:: Tâches à réaliser ::
#1 Comment rendre en anglais la phrase « Un succès porté par l’export, mais aussi par les ventes sur le marché français. », tirée du texte sur les spiritueux français traditionnels ?
#2 Pourriez-vous recopier les entrées, depuis la première jusqu'à la ligne contenant « x=236 y=323 » incluse, en substituant « seated spectator » à « blurred spectator » et en laissant tout le reste identique ?

:: Bloc de texte ::
○ ○ ○ ○ ○

Has been les spiritueux traditionnels français ? Détrompez-vous ! Longtemps snobés par les amateurs hexagonaux obnubilés par les whiskies et les rhums, l’armagnac, le cognac et le calvados connaissent aujourd’hui un véritable regain d’intérêt. C’est d’autant plus vrai qu’ils séduisent les nouvelles générations, des amateurs bien plus curieux et ouverts que leurs aînés. Les chiffres parlent d’eux-mêmes. L’an passé, près de 5 millions de bouteilles de calvados ont été commercialisées par les 300 acteurs de l’appellation. Si les ventes de l’eau-de-vie normande à l’export se portent bien, avec une progression de 1,4 %, c’est sur le marché français qu’elle réalise sa plus belle performance avec une croissance record de 30 %. Tous les voyants sont également au vert du côté de Cognac. Avec une hausse de ses ventes de 16,2 % en volume et 30,9 % en valeur en 2021, l’eau-de-vie charentaise a écoulé 223,2 millions de bouteilles pour un chiffre d’affaires de 3,6 milliards d’euros, en hausse de 1,6 % par rapport à 2019, année de référence avant la crise sanitaire. S’il s’est toujours imposé comme le champion de l’export, où il réalise l’essentiel de ses ventes, désormais, le cognac flirte aussi avec le succès sur ses terres. Pour preuve, en France, il est en progression de 23,4 % en volume. De son côté, l’armagnac a, lui aussi, le vent en poupe. Les sept premiers mois de l’année l’illustrent parfaitement avec une croissance de ses ventes de près de 30 % en volume et 35 % en valeur. Un succès porté par l’export, mais aussi par les ventes sur le marché français. D’ailleurs, même si les volumes restent modestes – tout comme le cognac (+ 35 %) – l’armagnac (+ 30,6 %) est la catégorie qui a enregistré l’une des plus belles progressions dans les bars et les restaurants en 2021. Et tous les producteurs, qu’ils fassent chauffer leurs alambics en Gascogne, en Charente ou en Normandie, sont confiants en l’avenir, convaincus qu’il ne s’agit pas là d’une passade, mais bel et bien d’une tendance de fond. Mais comment expliquer ce retour de hype des spiritueux français traditionnels ?

○ ○ ○ ○ ○

:: Entrées à utiliser ::

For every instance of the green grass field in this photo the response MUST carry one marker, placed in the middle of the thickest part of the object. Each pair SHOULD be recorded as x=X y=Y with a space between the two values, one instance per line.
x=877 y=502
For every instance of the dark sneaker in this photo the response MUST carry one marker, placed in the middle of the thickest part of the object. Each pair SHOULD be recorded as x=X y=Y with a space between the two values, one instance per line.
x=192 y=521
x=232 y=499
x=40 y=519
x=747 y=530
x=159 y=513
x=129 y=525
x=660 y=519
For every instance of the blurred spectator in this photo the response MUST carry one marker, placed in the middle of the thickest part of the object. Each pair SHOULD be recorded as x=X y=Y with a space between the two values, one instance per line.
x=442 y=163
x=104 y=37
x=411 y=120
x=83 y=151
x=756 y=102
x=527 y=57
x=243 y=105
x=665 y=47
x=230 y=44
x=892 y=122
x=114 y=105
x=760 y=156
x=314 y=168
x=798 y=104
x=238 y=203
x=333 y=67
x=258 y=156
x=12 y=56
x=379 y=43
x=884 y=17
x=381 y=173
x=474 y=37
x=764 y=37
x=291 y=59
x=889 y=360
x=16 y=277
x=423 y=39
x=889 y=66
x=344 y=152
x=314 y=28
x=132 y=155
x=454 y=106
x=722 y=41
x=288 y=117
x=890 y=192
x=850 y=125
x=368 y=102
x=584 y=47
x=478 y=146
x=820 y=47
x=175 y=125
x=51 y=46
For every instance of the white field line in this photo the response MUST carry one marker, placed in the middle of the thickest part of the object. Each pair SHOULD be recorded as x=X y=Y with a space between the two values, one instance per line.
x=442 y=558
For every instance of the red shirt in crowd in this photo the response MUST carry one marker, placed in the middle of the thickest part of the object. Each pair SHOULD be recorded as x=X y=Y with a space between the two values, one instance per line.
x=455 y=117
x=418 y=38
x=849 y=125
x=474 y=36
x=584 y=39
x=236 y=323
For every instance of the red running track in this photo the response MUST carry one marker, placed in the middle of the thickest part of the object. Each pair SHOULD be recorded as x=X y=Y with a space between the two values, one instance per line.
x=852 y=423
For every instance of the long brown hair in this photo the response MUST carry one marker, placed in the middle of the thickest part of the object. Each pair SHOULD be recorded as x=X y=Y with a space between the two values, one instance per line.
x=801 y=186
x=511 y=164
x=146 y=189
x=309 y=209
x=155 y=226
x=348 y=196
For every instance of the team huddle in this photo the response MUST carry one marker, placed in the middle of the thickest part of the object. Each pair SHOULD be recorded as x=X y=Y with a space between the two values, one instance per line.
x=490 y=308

○ ○ ○ ○ ○

:: Résultats par tâche ::
#1 A success driven by exports, but also by sales on the French market.

#2
For every instance of the green grass field in this photo the response MUST carry one marker, placed in the middle of the thickest part of the object. Each pair SHOULD be recorded as x=X y=Y with a space between the two values, one instance per line.
x=877 y=502
For every instance of the dark sneaker in this photo the response MUST carry one marker, placed in the middle of the thickest part of the object. Each pair SHOULD be recorded as x=X y=Y with a space between the two values, one instance per line.
x=192 y=521
x=232 y=499
x=40 y=519
x=747 y=530
x=159 y=513
x=129 y=525
x=660 y=519
For every instance of the seated spectator in this photo the response MUST carry one marker, placed in the middle of the thickest part of the object. Each pair SHOULD be recorded as x=X y=Y with a space between the two values, one instance per line.
x=442 y=163
x=104 y=37
x=411 y=120
x=83 y=151
x=756 y=102
x=527 y=57
x=243 y=105
x=665 y=47
x=230 y=44
x=892 y=122
x=114 y=105
x=760 y=156
x=314 y=168
x=798 y=104
x=238 y=203
x=333 y=67
x=258 y=156
x=12 y=56
x=379 y=43
x=884 y=17
x=381 y=173
x=474 y=37
x=764 y=37
x=291 y=59
x=889 y=360
x=16 y=277
x=423 y=39
x=889 y=66
x=344 y=152
x=314 y=28
x=132 y=155
x=454 y=106
x=722 y=41
x=288 y=117
x=890 y=192
x=850 y=125
x=368 y=102
x=584 y=47
x=478 y=146
x=820 y=47
x=175 y=125
x=51 y=46
For every instance of the white field line in this photo the response MUST carry one marker, placed in the middle of the thickest part of the object. Each pair SHOULD be recorded as x=X y=Y with a space between the two values, one instance per line.
x=442 y=558
For every instance of the red shirt in crowd in this photo the response MUST carry one marker, placed in the middle of the thickest part of the object. Each pair SHOULD be recorded as x=X y=Y with a space between the two values, one instance per line.
x=455 y=117
x=418 y=38
x=849 y=125
x=474 y=36
x=584 y=39
x=236 y=323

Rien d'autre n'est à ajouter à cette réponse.